* **WHAT THE EXERCISE ASKS**
Give each line of the records again exactly and omit every picture.

* **DATA EXTRACTS**
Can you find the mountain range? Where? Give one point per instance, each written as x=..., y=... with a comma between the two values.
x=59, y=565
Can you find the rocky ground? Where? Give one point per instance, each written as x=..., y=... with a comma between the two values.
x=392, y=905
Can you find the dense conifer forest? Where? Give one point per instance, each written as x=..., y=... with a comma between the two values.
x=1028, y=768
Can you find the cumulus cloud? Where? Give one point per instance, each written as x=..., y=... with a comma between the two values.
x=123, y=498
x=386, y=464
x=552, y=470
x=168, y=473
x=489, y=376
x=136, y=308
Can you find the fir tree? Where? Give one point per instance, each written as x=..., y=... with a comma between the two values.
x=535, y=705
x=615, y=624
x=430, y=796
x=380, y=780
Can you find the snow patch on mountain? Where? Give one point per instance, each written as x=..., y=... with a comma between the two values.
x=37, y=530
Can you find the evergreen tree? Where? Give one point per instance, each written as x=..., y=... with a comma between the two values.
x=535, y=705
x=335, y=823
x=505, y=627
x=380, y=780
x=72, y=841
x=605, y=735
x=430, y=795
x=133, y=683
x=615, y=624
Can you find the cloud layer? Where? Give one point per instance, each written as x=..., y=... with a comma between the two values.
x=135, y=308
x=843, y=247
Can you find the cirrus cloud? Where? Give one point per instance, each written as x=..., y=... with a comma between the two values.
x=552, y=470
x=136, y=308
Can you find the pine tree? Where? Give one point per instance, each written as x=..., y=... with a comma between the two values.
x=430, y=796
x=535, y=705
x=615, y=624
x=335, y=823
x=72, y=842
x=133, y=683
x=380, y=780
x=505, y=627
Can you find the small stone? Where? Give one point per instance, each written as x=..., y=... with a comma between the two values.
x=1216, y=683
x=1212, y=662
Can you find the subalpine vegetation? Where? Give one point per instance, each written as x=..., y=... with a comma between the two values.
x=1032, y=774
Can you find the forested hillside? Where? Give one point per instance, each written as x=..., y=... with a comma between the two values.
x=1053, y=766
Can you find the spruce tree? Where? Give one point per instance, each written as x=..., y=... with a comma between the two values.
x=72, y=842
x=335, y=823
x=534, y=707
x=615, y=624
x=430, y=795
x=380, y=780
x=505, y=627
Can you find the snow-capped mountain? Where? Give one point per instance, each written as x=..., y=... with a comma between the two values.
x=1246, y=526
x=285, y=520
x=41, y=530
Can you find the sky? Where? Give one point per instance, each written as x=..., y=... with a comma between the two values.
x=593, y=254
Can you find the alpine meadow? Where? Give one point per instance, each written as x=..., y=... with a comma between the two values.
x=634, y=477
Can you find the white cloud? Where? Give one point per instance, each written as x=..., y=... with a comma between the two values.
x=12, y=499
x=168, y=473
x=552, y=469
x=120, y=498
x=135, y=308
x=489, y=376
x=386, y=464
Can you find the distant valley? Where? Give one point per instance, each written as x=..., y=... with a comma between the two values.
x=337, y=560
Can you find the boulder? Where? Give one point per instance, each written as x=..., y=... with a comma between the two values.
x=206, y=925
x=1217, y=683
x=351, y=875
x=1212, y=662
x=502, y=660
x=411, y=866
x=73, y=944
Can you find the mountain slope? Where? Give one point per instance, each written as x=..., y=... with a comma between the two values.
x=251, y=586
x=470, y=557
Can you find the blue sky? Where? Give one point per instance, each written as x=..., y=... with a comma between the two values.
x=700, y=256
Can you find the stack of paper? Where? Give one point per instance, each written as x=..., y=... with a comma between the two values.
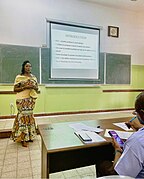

* **RESULT FOR THIS EXERCISE**
Can you find the mountain range? Where? Give one point per instance, each written as x=..., y=... with a comma between the two values.
x=59, y=565
Can you find the rocky ground? Where? Give one point per instance, each written as x=..., y=... with a comma between the two values.
x=392, y=905
Can you find the dense conifer forest? Where? Give one point per instance, each written as x=..., y=... with a comma between the two values.
x=1028, y=768
Can you find the cumulus cloud? Where? Give one point per instance, each written as x=..., y=... with a comma between the two values.
x=123, y=498
x=386, y=464
x=552, y=470
x=168, y=473
x=489, y=376
x=136, y=308
Can you find the fir tree? Where? Give one point per instance, each written as x=..., y=... with a comma between the two values.
x=535, y=705
x=615, y=624
x=430, y=796
x=380, y=780
Can you find the snow patch on mountain? Where? Give one point per instance, each written as x=..., y=... with a comma between the two values.
x=37, y=530
Can you find the evergreen tree? Where? Give one point per instance, each written as x=..., y=... with a comma between the two values.
x=535, y=705
x=335, y=823
x=505, y=627
x=380, y=780
x=72, y=841
x=605, y=735
x=430, y=795
x=133, y=683
x=615, y=624
Can you find the cloud layer? Where? Give one point per instance, each written as x=..., y=... with a comma between the two values.
x=135, y=308
x=843, y=247
Can you find the cirrus cloud? Where? Give one point per instance, each written as x=..., y=... with a comma between the two values.
x=552, y=470
x=136, y=308
Can you find the pine tree? Where? Give one point per instance, each written as x=..., y=... with a comma between the two values.
x=430, y=796
x=535, y=705
x=615, y=624
x=335, y=823
x=72, y=842
x=133, y=683
x=380, y=780
x=505, y=627
Can you find the small stone? Where? Give one point per instance, each written as x=..., y=... with a comma between the two values.
x=1216, y=683
x=1212, y=662
Can you find the subalpine vegetation? Where? Give one point per instance, each written as x=..., y=... with a comma between the two values.
x=1032, y=774
Can you find the forested hillside? Where? Give one point per instance, each written as x=..., y=... with a comma between the two values.
x=1053, y=766
Can you find the spruce tree? Where? Give one point per instance, each written as x=..., y=... with a comma between the two values.
x=72, y=842
x=335, y=823
x=534, y=707
x=615, y=624
x=430, y=795
x=380, y=780
x=505, y=627
Can you find the snow-capped mountain? Where? Give one point per instance, each written as x=..., y=... with a comma between the two values.
x=1246, y=526
x=285, y=520
x=41, y=530
Can you find the sky? Where? Give one point per instance, each written as x=..., y=... with a comma between the two values.
x=593, y=254
Can you find the alpine meadow? Where? Give one point per instance, each written as x=..., y=... with a comma between the two values.
x=634, y=477
Can you find the white cloud? Where? Give one point per instance, each written as x=..., y=... with a comma between the two values.
x=12, y=499
x=168, y=473
x=552, y=469
x=120, y=498
x=135, y=308
x=489, y=376
x=386, y=464
Can you find the distant valley? Where? Give one point per instance, each written as x=..., y=... with a comma between the two values.
x=337, y=560
Can you find the boulder? Where? Give one point per instance, each written as x=..., y=... with a comma between the two values.
x=206, y=925
x=1217, y=683
x=351, y=875
x=1212, y=662
x=502, y=660
x=411, y=866
x=73, y=944
Can you find the mountain slope? Where? Give one point per instance, each written as x=..., y=... with a comma between the two values.
x=251, y=586
x=470, y=557
Can you find the blue sky? Where? Give one point per instance, each written as x=..., y=... with a comma between the two values.
x=700, y=256
Can you find the stack of paper? Where? Give one point per instance, each written as x=..., y=... with a comma between the two values.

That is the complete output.